Problem to solve:
Recast the records below as a two-column CSV with the header record_text,answer and one row per record. Put each record's text and its answer in a single quoted field apiece, replacing any line breaks with spaces.

Available data:
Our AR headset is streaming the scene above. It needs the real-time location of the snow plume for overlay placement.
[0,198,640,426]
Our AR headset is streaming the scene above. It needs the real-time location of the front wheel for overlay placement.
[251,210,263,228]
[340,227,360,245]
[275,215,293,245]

Exercise answer:
record_text,answer
"Our AR headset is streaming the scene above. It needs the real-time location of the snow plume for overlay placement.","[0,198,640,426]"
"Our AR headset is streaming the scene above. It needs the real-time location of the front wheel for overlay placement.","[251,210,263,228] [340,227,360,245] [275,215,293,245]"